*The problem*
Render every entry exactly as it appears.

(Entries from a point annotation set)
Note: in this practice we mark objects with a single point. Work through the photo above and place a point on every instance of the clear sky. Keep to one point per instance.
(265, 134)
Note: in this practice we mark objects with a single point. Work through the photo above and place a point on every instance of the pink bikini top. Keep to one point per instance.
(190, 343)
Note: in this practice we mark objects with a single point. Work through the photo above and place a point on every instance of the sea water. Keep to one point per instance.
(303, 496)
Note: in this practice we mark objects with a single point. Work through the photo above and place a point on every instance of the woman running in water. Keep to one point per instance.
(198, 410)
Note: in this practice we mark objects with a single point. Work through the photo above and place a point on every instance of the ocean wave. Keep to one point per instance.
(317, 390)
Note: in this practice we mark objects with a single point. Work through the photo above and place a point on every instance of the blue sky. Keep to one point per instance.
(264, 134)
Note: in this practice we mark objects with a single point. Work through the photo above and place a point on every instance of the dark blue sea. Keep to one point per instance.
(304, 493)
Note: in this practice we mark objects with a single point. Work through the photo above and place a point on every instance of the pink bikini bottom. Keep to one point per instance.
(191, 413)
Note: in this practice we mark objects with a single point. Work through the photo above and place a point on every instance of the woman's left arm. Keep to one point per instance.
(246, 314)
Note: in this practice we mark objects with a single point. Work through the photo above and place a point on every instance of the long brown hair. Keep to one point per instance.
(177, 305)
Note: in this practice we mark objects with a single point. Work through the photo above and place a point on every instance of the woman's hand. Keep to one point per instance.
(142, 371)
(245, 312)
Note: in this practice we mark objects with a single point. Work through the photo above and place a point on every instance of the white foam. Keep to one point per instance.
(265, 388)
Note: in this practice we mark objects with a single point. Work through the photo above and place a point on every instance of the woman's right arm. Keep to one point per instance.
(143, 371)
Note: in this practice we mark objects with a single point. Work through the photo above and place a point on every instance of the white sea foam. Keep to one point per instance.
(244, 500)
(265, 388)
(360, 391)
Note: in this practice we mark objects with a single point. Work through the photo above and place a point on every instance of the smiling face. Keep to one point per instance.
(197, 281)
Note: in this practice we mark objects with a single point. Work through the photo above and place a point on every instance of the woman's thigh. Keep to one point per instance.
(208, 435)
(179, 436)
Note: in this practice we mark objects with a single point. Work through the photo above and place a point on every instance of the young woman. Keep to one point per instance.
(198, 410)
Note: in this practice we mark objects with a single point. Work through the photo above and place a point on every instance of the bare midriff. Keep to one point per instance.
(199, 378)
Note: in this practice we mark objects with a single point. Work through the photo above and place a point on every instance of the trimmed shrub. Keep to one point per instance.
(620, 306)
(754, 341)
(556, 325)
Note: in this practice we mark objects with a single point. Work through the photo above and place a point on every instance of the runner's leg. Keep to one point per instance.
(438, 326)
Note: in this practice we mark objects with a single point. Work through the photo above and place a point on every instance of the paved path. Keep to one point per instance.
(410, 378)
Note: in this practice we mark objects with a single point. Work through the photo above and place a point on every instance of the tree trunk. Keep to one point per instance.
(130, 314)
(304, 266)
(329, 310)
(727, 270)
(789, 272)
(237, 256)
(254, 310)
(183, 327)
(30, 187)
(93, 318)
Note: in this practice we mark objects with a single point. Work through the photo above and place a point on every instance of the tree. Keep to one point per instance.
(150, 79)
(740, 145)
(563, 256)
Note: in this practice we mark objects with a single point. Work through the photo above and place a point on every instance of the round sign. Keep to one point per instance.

*Task result*
Note: in this practice we mark objects with a single point. Work through the photo above and place a point on every instance of the clear sky. Keep to one point per instance.
(265, 134)
Note: in this practice we mark objects with a single point. Work through the photo above and place a point on every instance of the pink bikini top. Keep to one point per instance.
(190, 343)
Note: in this practice we mark objects with a single point. Work through the photo above and place a point on every instance of the sea water. Keep to one point per instance.
(303, 496)
Note: in this practice we mark objects with a single point. Work through the photo above and place a point on every instance of the woman running in water. Keep to one point per instance.
(198, 410)
Note: in this practice we mark objects with a single point. Work through the photo above and place a point on every instance of the ocean wave. Keep to one point per instance.
(317, 390)
Note: in this practice we mark objects with a single point. Work through the photo above and place a point on every instance of the blue sky. Keep to one point per instance.
(264, 134)
Note: in this practice we mark objects with a single point. Work through the photo above and place a point on every instance of the dark blue sea. Keep to one point per instance.
(304, 493)
Note: in this practice we mark objects with a single point. Work through the photo above and place a point on every instance of the pink bikini bottom. Keep to one point per instance.
(191, 413)
Note: in this practice we mark objects with a single point. Work through the photo above and place a point on every instance of the woman's left arm. Keep to one point per instance.
(246, 314)
Note: in this practice we mark objects with a single point. Work through the photo above and place a point on every instance of the long brown hair. Keep to one point per instance.
(177, 305)
Note: in this practice we mark objects with a single point. Work through the photo above and place a point on every instance of the woman's hand. Keep to one point per instance.
(142, 371)
(245, 312)
Note: in this practice we mark objects with a single point. Work through the photo above and place a point on every instance of the white foam. Keep to one point per instance.
(265, 388)
Note: in this practice we mark objects with a single point. Work through the photo above and place a point on every instance of the woman's right arm. Keep to one point per instance.
(143, 371)
Note: in this practice we mark objects with a single point. Work through the photo above and place a point on every instance of the white sea foam. Keep to one point per instance.
(244, 500)
(265, 388)
(360, 391)
Note: in this practice we mark objects with a single point. Work through the photo above and place a point on every instance of the smiling face. Keep to one point per instance.
(197, 281)
Note: in this practice we mark objects with a single point. Work through the photo above and place a point on every instance of the woman's thigh. Keep to one point per instance.
(208, 435)
(179, 436)
Note: in this practice we mark objects with a single point. Work through the photo above and place a point on every instance of the young woman. Keep to one point per instance.
(198, 410)
Note: in this practice we mark objects with a single point. Work through the photo above and place a point on every instance of the bare midriff. Keep to one point per instance.
(199, 378)
Note: in this practice we mark objects with a single point. Work through the photo above and place a point on every instance of the trimmed shrub. Keep to one point per instance.
(620, 306)
(754, 341)
(556, 325)
Note: in this practice we mark objects with a single point. Work through the photo above and place a point on every instance of the runner's leg. Keep to one point per instance.
(438, 326)
Note: in this practice we mark objects with a single point. Work through the photo above and place a point on every instance of the paved path. Keep to one point per instance.
(410, 378)
Note: in this practice we mark objects with a single point. Work through the photo above and place a point on every instance of the tree trunk. Keep to one point per instance.
(130, 314)
(304, 266)
(329, 310)
(727, 270)
(789, 272)
(237, 256)
(254, 310)
(183, 327)
(30, 187)
(93, 318)
Note: in this practice we mark objects with a single point. Work through the photo above and place a point on every instance of the tree. Keep to one point per instance.
(150, 79)
(740, 145)
(563, 256)
Note: in this practice we mark objects with a single point. Work through the photo above and place a point on every instance of the round sign. Keep to one point per instance.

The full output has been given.